§ TASK REQUIREMENTS: Copy out exactly the lines below that run from the one holding "Where can the zebra mane" to the one holding "Where can the black", keeping both of those lines and no others.

§ EXCERPTED RECORDS:
# # #
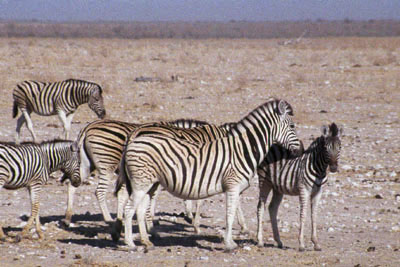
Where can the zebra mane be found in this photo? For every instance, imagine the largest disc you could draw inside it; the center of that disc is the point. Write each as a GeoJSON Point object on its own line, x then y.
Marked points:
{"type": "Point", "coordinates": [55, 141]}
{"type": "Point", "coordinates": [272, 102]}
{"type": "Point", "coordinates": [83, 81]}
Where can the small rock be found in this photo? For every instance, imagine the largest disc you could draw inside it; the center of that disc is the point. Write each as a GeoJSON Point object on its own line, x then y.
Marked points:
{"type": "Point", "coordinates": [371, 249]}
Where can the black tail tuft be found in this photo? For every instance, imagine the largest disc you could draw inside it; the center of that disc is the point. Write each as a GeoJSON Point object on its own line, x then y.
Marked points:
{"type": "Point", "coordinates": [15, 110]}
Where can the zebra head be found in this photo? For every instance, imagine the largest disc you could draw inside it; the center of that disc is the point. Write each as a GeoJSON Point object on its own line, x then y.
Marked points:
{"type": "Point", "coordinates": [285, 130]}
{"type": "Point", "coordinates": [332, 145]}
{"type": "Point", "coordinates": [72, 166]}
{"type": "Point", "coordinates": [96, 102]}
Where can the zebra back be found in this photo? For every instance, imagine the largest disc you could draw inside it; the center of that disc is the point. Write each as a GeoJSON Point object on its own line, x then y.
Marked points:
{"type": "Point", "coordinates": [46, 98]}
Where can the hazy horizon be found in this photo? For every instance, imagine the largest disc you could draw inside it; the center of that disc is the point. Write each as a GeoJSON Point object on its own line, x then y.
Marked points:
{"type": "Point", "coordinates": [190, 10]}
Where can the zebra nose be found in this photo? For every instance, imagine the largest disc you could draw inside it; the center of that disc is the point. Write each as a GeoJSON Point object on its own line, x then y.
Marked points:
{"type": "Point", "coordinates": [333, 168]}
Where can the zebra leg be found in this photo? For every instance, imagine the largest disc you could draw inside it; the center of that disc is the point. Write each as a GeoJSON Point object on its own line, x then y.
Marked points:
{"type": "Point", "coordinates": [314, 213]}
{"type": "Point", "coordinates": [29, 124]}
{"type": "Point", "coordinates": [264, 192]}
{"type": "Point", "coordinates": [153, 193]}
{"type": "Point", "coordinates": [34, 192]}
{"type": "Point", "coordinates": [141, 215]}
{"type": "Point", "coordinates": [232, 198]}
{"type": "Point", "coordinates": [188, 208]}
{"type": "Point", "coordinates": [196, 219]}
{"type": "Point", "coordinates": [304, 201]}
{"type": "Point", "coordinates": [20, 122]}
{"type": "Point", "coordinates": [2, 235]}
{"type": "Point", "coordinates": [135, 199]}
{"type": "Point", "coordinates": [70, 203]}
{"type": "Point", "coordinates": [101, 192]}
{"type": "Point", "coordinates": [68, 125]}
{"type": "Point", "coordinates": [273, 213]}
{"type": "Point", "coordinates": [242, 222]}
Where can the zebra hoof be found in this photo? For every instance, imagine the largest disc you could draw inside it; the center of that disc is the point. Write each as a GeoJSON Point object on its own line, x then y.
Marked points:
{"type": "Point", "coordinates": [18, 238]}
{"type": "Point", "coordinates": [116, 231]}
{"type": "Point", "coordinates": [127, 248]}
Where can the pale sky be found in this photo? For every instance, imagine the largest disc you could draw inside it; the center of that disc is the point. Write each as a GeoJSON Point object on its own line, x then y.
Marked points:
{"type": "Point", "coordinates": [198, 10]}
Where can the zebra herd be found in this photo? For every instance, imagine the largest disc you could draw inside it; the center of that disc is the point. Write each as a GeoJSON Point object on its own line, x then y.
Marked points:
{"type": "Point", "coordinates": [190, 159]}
# # #
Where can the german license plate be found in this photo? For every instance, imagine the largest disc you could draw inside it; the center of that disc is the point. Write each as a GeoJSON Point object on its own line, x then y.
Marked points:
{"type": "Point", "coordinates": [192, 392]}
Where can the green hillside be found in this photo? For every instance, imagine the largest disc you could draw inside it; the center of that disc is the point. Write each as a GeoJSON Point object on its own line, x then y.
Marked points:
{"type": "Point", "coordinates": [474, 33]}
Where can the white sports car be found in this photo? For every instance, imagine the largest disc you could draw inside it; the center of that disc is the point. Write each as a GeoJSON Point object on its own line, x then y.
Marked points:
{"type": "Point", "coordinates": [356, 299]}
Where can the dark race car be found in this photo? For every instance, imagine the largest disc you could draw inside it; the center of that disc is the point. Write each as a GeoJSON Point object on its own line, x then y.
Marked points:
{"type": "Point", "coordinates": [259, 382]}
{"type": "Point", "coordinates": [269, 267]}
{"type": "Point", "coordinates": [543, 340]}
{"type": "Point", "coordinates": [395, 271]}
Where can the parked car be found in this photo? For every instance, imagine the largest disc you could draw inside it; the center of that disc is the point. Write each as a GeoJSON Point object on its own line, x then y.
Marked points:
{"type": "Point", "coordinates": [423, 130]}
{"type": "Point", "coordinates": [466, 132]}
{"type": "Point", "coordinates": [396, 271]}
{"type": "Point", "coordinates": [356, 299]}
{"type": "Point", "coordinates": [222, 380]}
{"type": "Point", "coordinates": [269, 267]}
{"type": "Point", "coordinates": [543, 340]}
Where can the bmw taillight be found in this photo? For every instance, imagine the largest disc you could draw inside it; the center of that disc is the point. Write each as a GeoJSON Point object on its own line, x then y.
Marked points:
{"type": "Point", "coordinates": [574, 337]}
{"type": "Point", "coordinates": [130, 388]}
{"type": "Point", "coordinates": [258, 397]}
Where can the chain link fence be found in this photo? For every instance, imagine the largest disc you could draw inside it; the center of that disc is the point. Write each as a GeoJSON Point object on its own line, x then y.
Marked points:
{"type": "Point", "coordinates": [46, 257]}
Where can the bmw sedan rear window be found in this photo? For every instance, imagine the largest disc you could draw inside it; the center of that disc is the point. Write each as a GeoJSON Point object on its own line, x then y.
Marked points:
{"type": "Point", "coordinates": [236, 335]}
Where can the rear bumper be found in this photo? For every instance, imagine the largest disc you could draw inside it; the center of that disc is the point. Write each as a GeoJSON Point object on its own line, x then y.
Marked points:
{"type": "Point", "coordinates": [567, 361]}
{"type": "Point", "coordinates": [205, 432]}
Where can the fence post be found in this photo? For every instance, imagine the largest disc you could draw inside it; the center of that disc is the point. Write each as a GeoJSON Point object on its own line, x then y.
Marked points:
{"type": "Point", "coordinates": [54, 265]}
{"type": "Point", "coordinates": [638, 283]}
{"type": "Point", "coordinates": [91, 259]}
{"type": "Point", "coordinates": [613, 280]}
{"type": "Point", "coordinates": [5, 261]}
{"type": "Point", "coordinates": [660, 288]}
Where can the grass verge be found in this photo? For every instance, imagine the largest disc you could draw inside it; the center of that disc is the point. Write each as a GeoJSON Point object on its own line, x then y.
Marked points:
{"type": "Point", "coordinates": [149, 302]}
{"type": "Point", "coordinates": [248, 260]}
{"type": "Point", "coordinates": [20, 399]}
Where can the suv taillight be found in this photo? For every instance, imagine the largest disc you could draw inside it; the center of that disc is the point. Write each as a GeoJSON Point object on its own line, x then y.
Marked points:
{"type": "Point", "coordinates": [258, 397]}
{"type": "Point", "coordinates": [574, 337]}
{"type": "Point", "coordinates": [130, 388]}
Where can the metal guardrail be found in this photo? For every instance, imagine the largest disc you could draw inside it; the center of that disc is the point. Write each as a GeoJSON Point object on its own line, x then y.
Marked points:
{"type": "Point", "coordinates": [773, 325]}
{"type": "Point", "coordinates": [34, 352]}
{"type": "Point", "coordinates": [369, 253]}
# # #
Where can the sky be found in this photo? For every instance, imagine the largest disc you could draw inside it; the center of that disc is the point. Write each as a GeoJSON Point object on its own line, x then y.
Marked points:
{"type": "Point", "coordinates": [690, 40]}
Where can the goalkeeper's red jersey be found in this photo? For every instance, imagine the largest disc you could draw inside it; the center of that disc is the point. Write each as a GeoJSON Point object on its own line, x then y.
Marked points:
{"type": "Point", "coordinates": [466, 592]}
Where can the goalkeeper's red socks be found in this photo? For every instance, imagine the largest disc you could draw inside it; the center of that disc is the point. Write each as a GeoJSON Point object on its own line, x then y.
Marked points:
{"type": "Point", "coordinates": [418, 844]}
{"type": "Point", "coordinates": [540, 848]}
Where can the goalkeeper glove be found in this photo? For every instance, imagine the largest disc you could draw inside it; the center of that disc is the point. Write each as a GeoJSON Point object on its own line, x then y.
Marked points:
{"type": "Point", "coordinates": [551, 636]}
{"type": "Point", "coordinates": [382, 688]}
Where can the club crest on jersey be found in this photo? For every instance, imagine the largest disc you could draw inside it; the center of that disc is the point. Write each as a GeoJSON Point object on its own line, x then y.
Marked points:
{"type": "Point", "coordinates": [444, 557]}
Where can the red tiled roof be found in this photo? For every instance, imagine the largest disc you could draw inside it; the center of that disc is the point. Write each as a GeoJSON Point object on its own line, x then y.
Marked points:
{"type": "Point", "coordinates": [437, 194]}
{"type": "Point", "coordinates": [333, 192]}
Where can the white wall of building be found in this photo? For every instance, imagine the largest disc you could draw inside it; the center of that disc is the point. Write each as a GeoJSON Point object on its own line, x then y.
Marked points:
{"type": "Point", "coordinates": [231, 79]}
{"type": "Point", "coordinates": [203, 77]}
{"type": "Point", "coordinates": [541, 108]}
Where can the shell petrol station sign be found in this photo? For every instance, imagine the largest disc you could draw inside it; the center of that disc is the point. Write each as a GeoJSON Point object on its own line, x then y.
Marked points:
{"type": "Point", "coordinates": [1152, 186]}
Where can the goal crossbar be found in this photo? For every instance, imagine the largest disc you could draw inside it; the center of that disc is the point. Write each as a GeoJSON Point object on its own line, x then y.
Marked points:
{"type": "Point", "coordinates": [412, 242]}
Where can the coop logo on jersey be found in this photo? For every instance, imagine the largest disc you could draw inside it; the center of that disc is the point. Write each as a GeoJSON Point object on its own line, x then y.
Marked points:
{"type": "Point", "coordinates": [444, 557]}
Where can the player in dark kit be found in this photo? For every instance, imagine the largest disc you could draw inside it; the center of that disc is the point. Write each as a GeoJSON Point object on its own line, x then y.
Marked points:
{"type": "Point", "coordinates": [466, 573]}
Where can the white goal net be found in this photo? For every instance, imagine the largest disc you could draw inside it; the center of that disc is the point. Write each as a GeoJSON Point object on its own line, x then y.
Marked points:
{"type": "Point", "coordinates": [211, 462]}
# # #
§ COMPLETED EXERCISE:
Where can the zebra mane be found in this photo? For every instance, imagine the largest disc you could draw inside it; the center of that disc is the point. Write each as a GeoJSON Point object on its own line, x then y.
Marked points:
{"type": "Point", "coordinates": [55, 141]}
{"type": "Point", "coordinates": [272, 102]}
{"type": "Point", "coordinates": [83, 81]}
Where can the small rock be found in this photo? For every instance, imagine the largest disc you could draw inside it; the center of that disc is the point. Write each as a GeoJSON Point object on its own line, x then y.
Marked points:
{"type": "Point", "coordinates": [371, 249]}
Where can the black tail tuft be found in this photo? For every instance, imagine the largest disc you could draw inside it; the center of that disc is the point. Write each as a GeoJSON Point object on its own line, x then y.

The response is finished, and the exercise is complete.